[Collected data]
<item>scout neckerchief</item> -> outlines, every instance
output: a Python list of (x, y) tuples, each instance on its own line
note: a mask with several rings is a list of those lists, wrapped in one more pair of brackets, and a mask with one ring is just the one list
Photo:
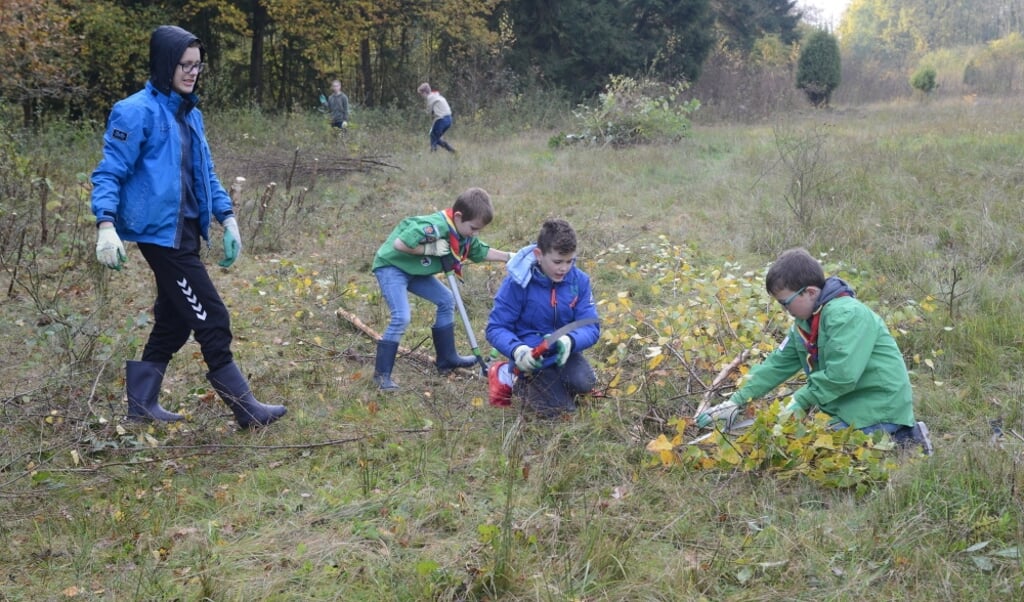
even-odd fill
[[(839, 279), (836, 278), (836, 280)], [(843, 287), (846, 290), (842, 290), (839, 293), (829, 297), (828, 299), (825, 300), (824, 303), (815, 308), (814, 313), (811, 314), (810, 319), (811, 331), (807, 332), (806, 330), (801, 328), (799, 324), (796, 325), (796, 331), (800, 333), (800, 340), (804, 344), (804, 349), (807, 350), (807, 365), (804, 367), (804, 372), (806, 372), (808, 375), (810, 375), (811, 372), (818, 365), (818, 327), (821, 325), (821, 310), (825, 307), (825, 304), (831, 301), (832, 299), (836, 299), (838, 297), (853, 296), (853, 291), (849, 290), (849, 287), (846, 286), (846, 283), (843, 282), (842, 280), (839, 280), (839, 282), (842, 283)]]
[(462, 278), (462, 262), (466, 261), (469, 257), (469, 248), (472, 246), (470, 239), (466, 239), (466, 244), (462, 244), (462, 237), (459, 236), (459, 231), (455, 229), (455, 210), (451, 207), (441, 212), (444, 215), (445, 221), (448, 222), (448, 245), (452, 248), (452, 255), (455, 256), (455, 275)]

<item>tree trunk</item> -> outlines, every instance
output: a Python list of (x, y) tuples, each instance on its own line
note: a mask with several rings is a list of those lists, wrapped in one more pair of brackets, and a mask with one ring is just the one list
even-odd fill
[(374, 106), (373, 65), (370, 61), (370, 39), (359, 40), (359, 69), (363, 77), (363, 104)]
[(267, 7), (257, 0), (252, 7), (252, 50), (249, 53), (249, 94), (256, 106), (263, 106), (263, 39), (270, 17)]

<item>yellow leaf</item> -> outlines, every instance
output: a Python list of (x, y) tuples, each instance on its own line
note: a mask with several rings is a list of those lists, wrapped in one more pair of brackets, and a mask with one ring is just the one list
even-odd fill
[(663, 466), (672, 466), (676, 463), (676, 455), (670, 451), (658, 452), (658, 457)]
[(612, 378), (612, 382), (608, 383), (608, 386), (610, 388), (612, 388), (612, 389), (617, 388), (619, 386), (619, 381), (621, 379), (622, 379), (622, 373), (621, 372), (616, 372), (615, 373), (615, 377)]
[(651, 453), (658, 453), (663, 451), (672, 451), (673, 445), (665, 435), (658, 435), (657, 439), (652, 440), (647, 444), (647, 451)]
[(829, 433), (820, 433), (818, 438), (814, 440), (814, 447), (817, 449), (835, 449), (836, 446), (832, 444), (832, 435)]
[(653, 358), (653, 359), (652, 359), (652, 360), (650, 361), (650, 363), (648, 364), (647, 368), (648, 368), (649, 370), (654, 370), (654, 369), (655, 369), (655, 368), (657, 368), (657, 367), (658, 367), (658, 365), (659, 365), (659, 364), (661, 364), (661, 362), (663, 362), (664, 360), (665, 360), (665, 356), (664, 356), (664, 355), (657, 355), (657, 356), (655, 356), (655, 357), (654, 357), (654, 358)]
[(473, 405), (474, 408), (482, 407), (484, 405), (484, 398), (474, 397), (472, 401), (470, 401), (470, 403)]

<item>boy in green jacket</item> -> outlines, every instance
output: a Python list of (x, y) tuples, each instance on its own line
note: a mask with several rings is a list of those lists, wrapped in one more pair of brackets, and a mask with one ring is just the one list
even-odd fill
[(914, 419), (913, 393), (903, 355), (882, 318), (854, 297), (805, 249), (784, 251), (765, 277), (768, 294), (795, 318), (778, 349), (750, 370), (729, 398), (697, 416), (697, 426), (732, 420), (739, 408), (803, 370), (807, 383), (787, 412), (817, 407), (836, 429), (884, 430), (899, 444), (932, 451), (928, 427)]
[(475, 357), (459, 355), (455, 350), (455, 296), (437, 275), (445, 271), (442, 258), (461, 275), (464, 261), (507, 262), (512, 257), (478, 238), (493, 218), (494, 207), (487, 191), (469, 188), (448, 209), (403, 219), (377, 249), (372, 269), (391, 311), (374, 359), (373, 381), (382, 391), (399, 388), (391, 371), (398, 343), (412, 320), (409, 293), (437, 306), (431, 337), (438, 372), (445, 374), (476, 363)]

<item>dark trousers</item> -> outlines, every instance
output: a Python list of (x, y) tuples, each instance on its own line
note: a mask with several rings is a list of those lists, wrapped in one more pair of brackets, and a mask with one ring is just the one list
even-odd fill
[(199, 223), (187, 220), (177, 249), (140, 243), (156, 277), (153, 330), (142, 350), (142, 361), (166, 364), (195, 333), (209, 370), (233, 361), (228, 309), (199, 258)]
[(434, 121), (433, 125), (430, 126), (430, 150), (437, 150), (438, 145), (444, 146), (441, 137), (444, 136), (444, 133), (450, 127), (452, 127), (451, 115)]
[(597, 375), (582, 353), (571, 353), (562, 367), (551, 366), (516, 379), (513, 394), (523, 406), (541, 416), (555, 417), (576, 411), (576, 396), (591, 391)]

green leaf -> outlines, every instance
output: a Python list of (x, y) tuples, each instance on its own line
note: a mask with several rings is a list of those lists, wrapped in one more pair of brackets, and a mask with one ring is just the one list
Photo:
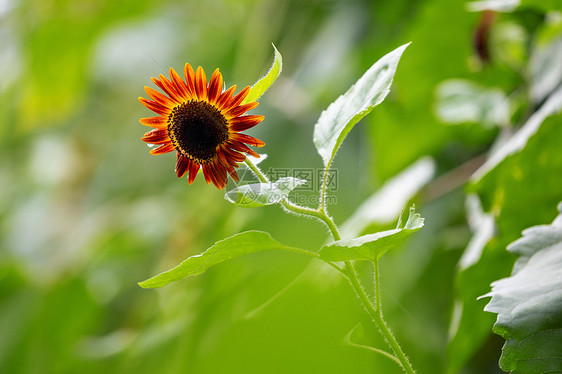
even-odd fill
[[(494, 168), (509, 159), (509, 156), (517, 154), (525, 148), (527, 141), (535, 135), (540, 129), (544, 120), (562, 111), (562, 87), (559, 87), (541, 107), (534, 112), (527, 122), (506, 142), (504, 142), (492, 155), (486, 160), (476, 172), (471, 176), (473, 183), (481, 183), (488, 173)], [(493, 173), (492, 173), (493, 174)]]
[(283, 58), (275, 46), (273, 46), (273, 49), (275, 50), (275, 59), (273, 60), (273, 64), (269, 68), (267, 74), (250, 88), (250, 92), (242, 104), (257, 101), (281, 74), (281, 70), (283, 69)]
[[(455, 308), (458, 313), (451, 329), (454, 333), (448, 347), (448, 373), (458, 373), (489, 338), (494, 316), (483, 312), (486, 300), (476, 298), (489, 290), (491, 282), (511, 273), (513, 256), (505, 250), (506, 246), (520, 237), (526, 227), (552, 220), (552, 207), (560, 201), (562, 114), (544, 119), (554, 110), (551, 104), (562, 99), (560, 94), (547, 99), (505, 143), (508, 148), (502, 158), (494, 160), (493, 167), (469, 186), (478, 194), (483, 211), (494, 217), (495, 227), (491, 228), (493, 237), (475, 256), (478, 258), (473, 257), (477, 262), (470, 265), (473, 261), (466, 261), (459, 266), (459, 303)], [(529, 124), (532, 128), (528, 128)], [(468, 260), (467, 255), (463, 255), (463, 260)]]
[(223, 261), (249, 253), (269, 250), (283, 250), (315, 255), (303, 249), (283, 245), (274, 240), (267, 232), (246, 231), (216, 242), (205, 252), (191, 256), (175, 268), (140, 282), (139, 286), (142, 288), (163, 287), (168, 283), (178, 281), (185, 277), (202, 274), (211, 266)]
[(304, 179), (281, 178), (275, 183), (252, 183), (236, 187), (224, 194), (229, 202), (245, 208), (277, 204), (292, 190), (306, 183)]
[(320, 115), (314, 126), (314, 145), (328, 166), (353, 126), (380, 104), (390, 92), (390, 85), (404, 44), (383, 56), (351, 88)]
[(509, 124), (510, 101), (499, 88), (449, 79), (437, 86), (436, 96), (436, 114), (445, 123), (480, 123), (488, 127)]
[(562, 22), (546, 25), (540, 36), (529, 60), (529, 94), (535, 103), (543, 101), (562, 82)]
[(470, 12), (493, 10), (496, 12), (512, 12), (519, 6), (521, 0), (481, 0), (466, 4)]
[(562, 204), (551, 225), (534, 226), (507, 250), (519, 255), (509, 278), (492, 283), (485, 311), (507, 341), (500, 366), (513, 373), (562, 370)]
[(544, 12), (562, 10), (559, 0), (481, 0), (467, 3), (471, 12), (493, 10), (496, 12), (513, 12), (517, 7), (536, 8)]
[(320, 249), (325, 261), (370, 260), (378, 261), (389, 249), (402, 243), (408, 236), (423, 227), (423, 218), (410, 208), (404, 227), (360, 236), (354, 239), (338, 240)]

== TASK STATEMENT ==
Every line above that holds the string "leaf" should be returned.

== RESPONSE TO THIS TASK ==
<item>yellow leaf</item> -> outlines, every instance
green leaf -> outlines, every instance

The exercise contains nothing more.